**DIRECTIONS:** The records should be written out in full, with nothing altered.

**EXERCISE INPUTS:**
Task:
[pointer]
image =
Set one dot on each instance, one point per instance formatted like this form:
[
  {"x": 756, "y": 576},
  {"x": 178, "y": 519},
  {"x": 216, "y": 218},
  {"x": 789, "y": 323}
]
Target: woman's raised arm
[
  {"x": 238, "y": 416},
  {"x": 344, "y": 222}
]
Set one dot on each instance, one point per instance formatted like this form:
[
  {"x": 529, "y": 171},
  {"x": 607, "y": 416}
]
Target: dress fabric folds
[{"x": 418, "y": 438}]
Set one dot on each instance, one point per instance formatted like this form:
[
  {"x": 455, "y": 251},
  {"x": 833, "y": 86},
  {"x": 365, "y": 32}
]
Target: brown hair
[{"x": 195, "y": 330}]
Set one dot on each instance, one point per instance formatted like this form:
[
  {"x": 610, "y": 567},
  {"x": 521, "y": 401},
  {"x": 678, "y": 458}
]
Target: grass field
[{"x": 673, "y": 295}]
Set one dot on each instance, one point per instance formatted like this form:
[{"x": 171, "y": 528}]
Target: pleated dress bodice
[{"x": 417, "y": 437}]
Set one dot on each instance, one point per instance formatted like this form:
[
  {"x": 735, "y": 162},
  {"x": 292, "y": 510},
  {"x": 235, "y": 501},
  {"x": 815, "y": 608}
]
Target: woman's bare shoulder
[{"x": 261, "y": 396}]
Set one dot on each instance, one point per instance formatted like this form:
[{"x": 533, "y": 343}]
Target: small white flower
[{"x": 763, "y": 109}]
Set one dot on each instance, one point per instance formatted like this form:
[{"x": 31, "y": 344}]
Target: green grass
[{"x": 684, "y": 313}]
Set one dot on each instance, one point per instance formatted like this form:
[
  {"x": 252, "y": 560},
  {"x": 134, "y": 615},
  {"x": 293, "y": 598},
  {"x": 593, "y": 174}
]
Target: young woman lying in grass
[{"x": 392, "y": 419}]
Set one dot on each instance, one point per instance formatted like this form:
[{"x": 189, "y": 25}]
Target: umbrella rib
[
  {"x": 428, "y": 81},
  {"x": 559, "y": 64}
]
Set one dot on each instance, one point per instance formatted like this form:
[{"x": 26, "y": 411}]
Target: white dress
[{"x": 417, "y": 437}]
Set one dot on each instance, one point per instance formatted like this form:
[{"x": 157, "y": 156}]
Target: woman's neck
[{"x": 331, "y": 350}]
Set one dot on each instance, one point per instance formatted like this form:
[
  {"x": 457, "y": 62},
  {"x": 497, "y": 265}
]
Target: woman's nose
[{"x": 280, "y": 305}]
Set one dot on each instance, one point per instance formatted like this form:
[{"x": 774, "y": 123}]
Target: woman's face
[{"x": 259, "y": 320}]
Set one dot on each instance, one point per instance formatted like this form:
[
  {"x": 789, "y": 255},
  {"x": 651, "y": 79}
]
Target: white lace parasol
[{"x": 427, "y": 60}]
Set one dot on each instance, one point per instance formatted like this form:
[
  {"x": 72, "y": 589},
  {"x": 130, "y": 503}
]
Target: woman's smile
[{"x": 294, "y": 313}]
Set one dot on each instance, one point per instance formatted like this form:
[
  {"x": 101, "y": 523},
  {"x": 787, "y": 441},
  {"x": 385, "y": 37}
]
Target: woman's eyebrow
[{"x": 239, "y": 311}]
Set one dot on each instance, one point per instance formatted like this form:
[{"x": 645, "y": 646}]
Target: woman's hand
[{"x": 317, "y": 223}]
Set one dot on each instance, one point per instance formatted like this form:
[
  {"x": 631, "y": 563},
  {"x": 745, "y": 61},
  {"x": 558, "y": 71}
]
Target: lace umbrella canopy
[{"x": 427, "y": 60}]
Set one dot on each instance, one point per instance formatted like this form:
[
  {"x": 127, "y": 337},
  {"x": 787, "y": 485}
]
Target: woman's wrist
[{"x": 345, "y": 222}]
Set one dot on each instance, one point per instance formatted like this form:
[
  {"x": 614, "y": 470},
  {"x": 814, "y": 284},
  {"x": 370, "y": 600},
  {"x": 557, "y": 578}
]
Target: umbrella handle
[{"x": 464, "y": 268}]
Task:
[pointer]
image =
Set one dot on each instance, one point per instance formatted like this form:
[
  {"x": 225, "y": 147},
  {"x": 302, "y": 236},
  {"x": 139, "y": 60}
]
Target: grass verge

**WRITTEN ANSWER:**
Task:
[pointer]
image =
Set one dot on each instance, one point per instance formatted like this form:
[
  {"x": 756, "y": 576},
  {"x": 178, "y": 519},
  {"x": 216, "y": 218},
  {"x": 789, "y": 323}
]
Target: woman's raised arm
[
  {"x": 238, "y": 416},
  {"x": 344, "y": 222}
]
Set one dot on each instance, one point per instance formatted like this form:
[
  {"x": 529, "y": 171},
  {"x": 607, "y": 416}
]
Target: dress fabric folds
[{"x": 418, "y": 438}]
Set one dot on each instance, one point per instance formatted like this form:
[
  {"x": 455, "y": 251},
  {"x": 833, "y": 86},
  {"x": 365, "y": 32}
]
Target: brown hair
[{"x": 195, "y": 330}]
Set one dot on each instance, one point per instance formatted like this form:
[
  {"x": 610, "y": 567},
  {"x": 521, "y": 401},
  {"x": 678, "y": 458}
]
Target: grass field
[{"x": 673, "y": 295}]
Set one dot on each instance, one point per instance formatted like this form:
[{"x": 171, "y": 528}]
Target: pleated dress bodice
[{"x": 417, "y": 437}]
Set one dot on each instance, one point per instance formatted like this form:
[
  {"x": 735, "y": 162},
  {"x": 292, "y": 510},
  {"x": 235, "y": 501},
  {"x": 815, "y": 608}
]
Target: woman's bare shoulder
[{"x": 261, "y": 396}]
Set one dot on each instance, one point per instance formatted like this form:
[{"x": 533, "y": 343}]
Target: small white flower
[{"x": 763, "y": 109}]
Set one dot on each instance, one point per instance formatted like this form:
[{"x": 31, "y": 344}]
Target: green grass
[{"x": 684, "y": 313}]
Set one dot on each instance, one point per instance formatted like this form:
[
  {"x": 252, "y": 560},
  {"x": 134, "y": 615},
  {"x": 293, "y": 598},
  {"x": 593, "y": 174}
]
Target: young woman lying in grass
[{"x": 392, "y": 419}]
Set one dot on each instance, one point per instance formatted like this form:
[{"x": 189, "y": 25}]
Target: umbrella rib
[
  {"x": 428, "y": 81},
  {"x": 559, "y": 64}
]
Set one dot on each instance, one point per instance formatted like this form:
[{"x": 26, "y": 411}]
Target: white dress
[{"x": 417, "y": 437}]
Set one dot on each instance, one point per instance formatted like this form:
[{"x": 157, "y": 156}]
Target: woman's neck
[{"x": 331, "y": 350}]
Set one dot on each instance, one point per instance formatted like this form:
[
  {"x": 457, "y": 62},
  {"x": 497, "y": 265}
]
Target: woman's nose
[{"x": 280, "y": 305}]
Set one dot on each instance, one point per instance formatted like this form:
[{"x": 774, "y": 123}]
Target: woman's face
[{"x": 259, "y": 320}]
Set one dot on each instance, one point per instance formatted like this form:
[
  {"x": 789, "y": 255},
  {"x": 651, "y": 79}
]
Target: white lace parasol
[{"x": 427, "y": 60}]
Set one dot on each instance, one point per instance formatted like this form:
[
  {"x": 72, "y": 589},
  {"x": 130, "y": 503}
]
Target: woman's smile
[{"x": 294, "y": 313}]
Set one dot on each instance, one point per instance formatted like this form:
[
  {"x": 101, "y": 523},
  {"x": 787, "y": 441},
  {"x": 385, "y": 37}
]
Target: woman's eyebrow
[{"x": 239, "y": 311}]
Set one dot on each instance, one point per instance formatted like this form:
[{"x": 645, "y": 646}]
Target: woman's hand
[{"x": 317, "y": 223}]
Set one dot on each instance, one point per instance formatted like this form:
[
  {"x": 631, "y": 563},
  {"x": 745, "y": 61},
  {"x": 558, "y": 71}
]
Target: lace umbrella canopy
[{"x": 427, "y": 60}]
Set one dot on each instance, one point per instance formatted like this form:
[
  {"x": 127, "y": 337},
  {"x": 787, "y": 485}
]
Target: woman's wrist
[{"x": 345, "y": 222}]
Set one dot on each instance, one point per instance formatted like this form:
[
  {"x": 614, "y": 470},
  {"x": 814, "y": 284},
  {"x": 370, "y": 600},
  {"x": 557, "y": 578}
]
Target: umbrella handle
[{"x": 464, "y": 268}]
Task:
[pointer]
image =
Set one dot on each instance, one point per instance formatted like this form:
[
  {"x": 225, "y": 147},
  {"x": 302, "y": 236},
  {"x": 139, "y": 60}
]
Target: grass verge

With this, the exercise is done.